> **Work task**
Among the lines of the records below, copy those that hold the word "blue".

[Dataset entries]
┏━━
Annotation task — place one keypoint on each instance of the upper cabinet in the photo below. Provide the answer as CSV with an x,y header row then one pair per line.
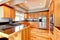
x,y
7,12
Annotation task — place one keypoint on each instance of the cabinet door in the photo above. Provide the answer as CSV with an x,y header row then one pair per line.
x,y
12,13
51,8
6,12
1,11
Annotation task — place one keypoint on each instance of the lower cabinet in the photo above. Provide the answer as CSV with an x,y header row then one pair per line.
x,y
9,30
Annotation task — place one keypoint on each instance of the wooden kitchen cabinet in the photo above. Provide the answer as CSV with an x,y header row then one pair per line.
x,y
7,12
9,30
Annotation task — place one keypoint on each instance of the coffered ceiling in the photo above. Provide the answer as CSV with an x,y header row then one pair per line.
x,y
31,5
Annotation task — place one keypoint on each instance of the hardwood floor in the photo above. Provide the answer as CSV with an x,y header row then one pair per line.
x,y
39,34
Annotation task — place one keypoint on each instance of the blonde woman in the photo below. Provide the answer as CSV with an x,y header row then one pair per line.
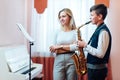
x,y
64,68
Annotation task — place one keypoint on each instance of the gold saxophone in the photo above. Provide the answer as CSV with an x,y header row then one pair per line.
x,y
79,60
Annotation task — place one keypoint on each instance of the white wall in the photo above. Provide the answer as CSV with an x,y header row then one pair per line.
x,y
11,12
114,24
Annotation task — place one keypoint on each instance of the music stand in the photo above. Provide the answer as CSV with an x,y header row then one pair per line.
x,y
27,36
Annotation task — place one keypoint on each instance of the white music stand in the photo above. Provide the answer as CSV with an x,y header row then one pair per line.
x,y
27,36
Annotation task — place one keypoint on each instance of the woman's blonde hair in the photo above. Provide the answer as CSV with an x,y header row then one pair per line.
x,y
69,13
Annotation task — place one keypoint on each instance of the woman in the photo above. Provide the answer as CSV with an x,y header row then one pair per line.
x,y
64,68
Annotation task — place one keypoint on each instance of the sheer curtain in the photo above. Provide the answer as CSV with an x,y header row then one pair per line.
x,y
45,24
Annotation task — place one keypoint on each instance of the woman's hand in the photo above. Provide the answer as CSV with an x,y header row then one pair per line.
x,y
54,48
81,43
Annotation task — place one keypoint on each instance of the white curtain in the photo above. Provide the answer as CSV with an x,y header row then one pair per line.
x,y
45,24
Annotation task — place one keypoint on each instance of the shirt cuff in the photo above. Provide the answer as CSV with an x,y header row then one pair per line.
x,y
73,47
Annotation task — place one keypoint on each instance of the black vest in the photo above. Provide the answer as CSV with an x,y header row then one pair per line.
x,y
94,43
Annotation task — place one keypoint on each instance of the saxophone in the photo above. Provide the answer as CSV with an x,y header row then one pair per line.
x,y
79,60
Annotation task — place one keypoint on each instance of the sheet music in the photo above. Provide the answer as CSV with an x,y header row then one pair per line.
x,y
24,32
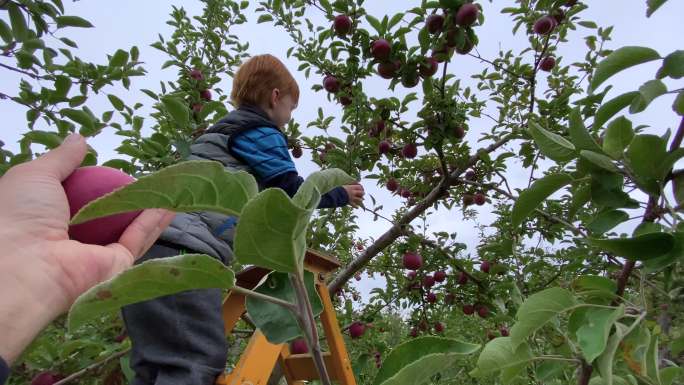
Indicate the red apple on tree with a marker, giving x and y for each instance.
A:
(434, 23)
(331, 84)
(547, 63)
(357, 329)
(89, 183)
(381, 49)
(412, 260)
(342, 25)
(467, 14)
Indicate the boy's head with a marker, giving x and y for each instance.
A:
(264, 81)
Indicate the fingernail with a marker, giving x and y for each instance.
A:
(73, 138)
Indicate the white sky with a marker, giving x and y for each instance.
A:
(124, 23)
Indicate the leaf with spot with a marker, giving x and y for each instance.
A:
(592, 335)
(639, 248)
(619, 60)
(552, 145)
(531, 198)
(416, 361)
(150, 279)
(187, 186)
(539, 309)
(277, 323)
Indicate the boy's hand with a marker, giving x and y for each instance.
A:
(355, 193)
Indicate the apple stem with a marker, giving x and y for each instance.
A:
(307, 322)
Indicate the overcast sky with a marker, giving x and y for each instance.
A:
(124, 23)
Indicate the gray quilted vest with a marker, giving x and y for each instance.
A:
(207, 232)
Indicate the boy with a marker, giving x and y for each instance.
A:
(179, 339)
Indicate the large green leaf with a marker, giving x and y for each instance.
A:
(187, 186)
(539, 309)
(177, 109)
(607, 220)
(541, 189)
(277, 323)
(593, 334)
(272, 232)
(640, 248)
(150, 279)
(618, 136)
(579, 135)
(619, 60)
(647, 93)
(612, 107)
(599, 160)
(415, 361)
(501, 354)
(646, 154)
(605, 361)
(318, 183)
(552, 145)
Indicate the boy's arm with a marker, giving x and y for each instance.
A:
(290, 182)
(264, 150)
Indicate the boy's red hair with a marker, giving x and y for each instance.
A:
(256, 79)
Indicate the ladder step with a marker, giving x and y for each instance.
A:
(302, 368)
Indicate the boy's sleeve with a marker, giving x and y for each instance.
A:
(264, 150)
(290, 182)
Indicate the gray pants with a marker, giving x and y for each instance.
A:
(177, 339)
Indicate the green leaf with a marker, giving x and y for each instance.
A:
(552, 145)
(620, 60)
(119, 59)
(72, 21)
(18, 22)
(673, 65)
(593, 334)
(600, 160)
(5, 32)
(187, 186)
(607, 220)
(652, 360)
(595, 286)
(375, 23)
(540, 190)
(678, 105)
(640, 248)
(502, 354)
(150, 279)
(605, 361)
(618, 136)
(116, 102)
(653, 6)
(645, 155)
(647, 93)
(319, 183)
(177, 109)
(539, 309)
(48, 139)
(79, 116)
(579, 135)
(415, 361)
(612, 107)
(272, 232)
(277, 323)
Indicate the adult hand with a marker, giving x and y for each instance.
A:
(42, 271)
(355, 193)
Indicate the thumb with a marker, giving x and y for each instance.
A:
(61, 161)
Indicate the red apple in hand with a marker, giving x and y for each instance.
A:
(89, 183)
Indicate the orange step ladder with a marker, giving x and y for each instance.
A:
(260, 357)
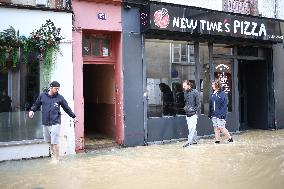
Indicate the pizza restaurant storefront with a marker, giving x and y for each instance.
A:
(200, 45)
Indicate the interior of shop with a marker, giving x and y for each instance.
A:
(99, 106)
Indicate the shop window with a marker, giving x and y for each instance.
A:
(96, 46)
(182, 53)
(223, 72)
(165, 75)
(222, 49)
(19, 89)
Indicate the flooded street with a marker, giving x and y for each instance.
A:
(254, 160)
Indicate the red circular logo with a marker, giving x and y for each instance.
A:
(162, 18)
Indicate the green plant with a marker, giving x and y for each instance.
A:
(10, 42)
(43, 41)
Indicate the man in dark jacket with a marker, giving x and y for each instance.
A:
(192, 105)
(51, 116)
(218, 111)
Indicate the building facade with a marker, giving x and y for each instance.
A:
(22, 80)
(201, 41)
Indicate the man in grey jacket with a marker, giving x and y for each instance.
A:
(192, 105)
(51, 116)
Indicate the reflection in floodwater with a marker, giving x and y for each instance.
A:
(254, 160)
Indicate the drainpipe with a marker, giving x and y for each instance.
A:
(275, 8)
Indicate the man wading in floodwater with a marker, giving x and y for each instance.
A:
(51, 116)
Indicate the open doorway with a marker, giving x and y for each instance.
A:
(99, 106)
(256, 102)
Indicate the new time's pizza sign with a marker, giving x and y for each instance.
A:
(201, 21)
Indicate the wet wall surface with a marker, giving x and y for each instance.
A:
(254, 160)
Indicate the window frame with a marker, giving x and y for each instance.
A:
(101, 36)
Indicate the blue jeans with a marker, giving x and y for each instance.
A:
(191, 124)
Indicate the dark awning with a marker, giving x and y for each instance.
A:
(191, 22)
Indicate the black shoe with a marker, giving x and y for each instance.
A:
(231, 140)
(186, 145)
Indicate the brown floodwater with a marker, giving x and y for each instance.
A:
(255, 160)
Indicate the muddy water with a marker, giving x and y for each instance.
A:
(255, 160)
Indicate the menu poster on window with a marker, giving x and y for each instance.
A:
(226, 80)
(153, 90)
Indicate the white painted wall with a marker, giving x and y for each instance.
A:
(28, 20)
(266, 8)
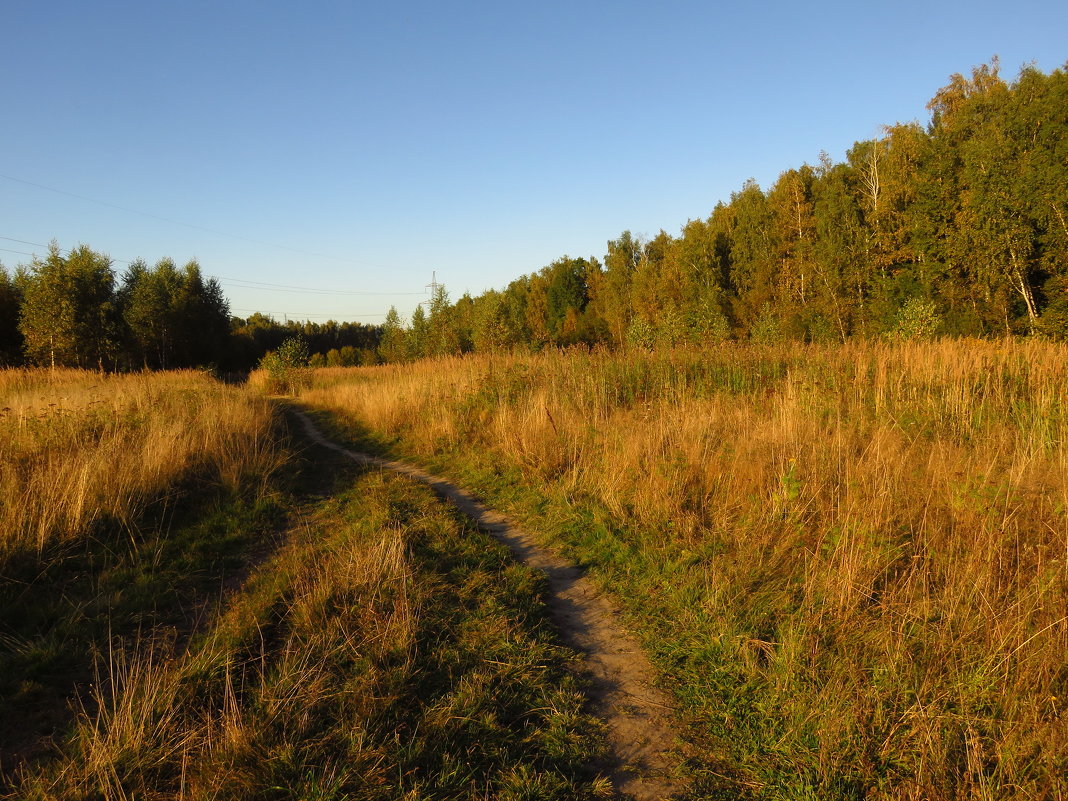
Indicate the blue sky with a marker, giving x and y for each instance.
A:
(357, 147)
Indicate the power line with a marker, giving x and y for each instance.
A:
(285, 287)
(38, 245)
(240, 282)
(184, 224)
(298, 314)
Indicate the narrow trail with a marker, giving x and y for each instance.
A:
(638, 715)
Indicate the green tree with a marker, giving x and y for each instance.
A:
(11, 338)
(419, 334)
(393, 346)
(174, 318)
(68, 315)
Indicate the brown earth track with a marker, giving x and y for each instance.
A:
(638, 716)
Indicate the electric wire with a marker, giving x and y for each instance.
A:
(185, 224)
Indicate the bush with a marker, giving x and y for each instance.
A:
(287, 371)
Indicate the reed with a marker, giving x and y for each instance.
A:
(852, 561)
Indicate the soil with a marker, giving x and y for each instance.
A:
(642, 737)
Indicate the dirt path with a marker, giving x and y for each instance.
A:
(637, 713)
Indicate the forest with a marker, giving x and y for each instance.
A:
(71, 311)
(956, 228)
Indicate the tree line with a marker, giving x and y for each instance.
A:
(957, 228)
(74, 311)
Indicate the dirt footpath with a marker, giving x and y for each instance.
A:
(638, 715)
┗━━
> **Result**
Indicate the blue jeans with a marker, giving x and y for each instance.
Indicate the blue sky with a marker, giving x and y for each instance.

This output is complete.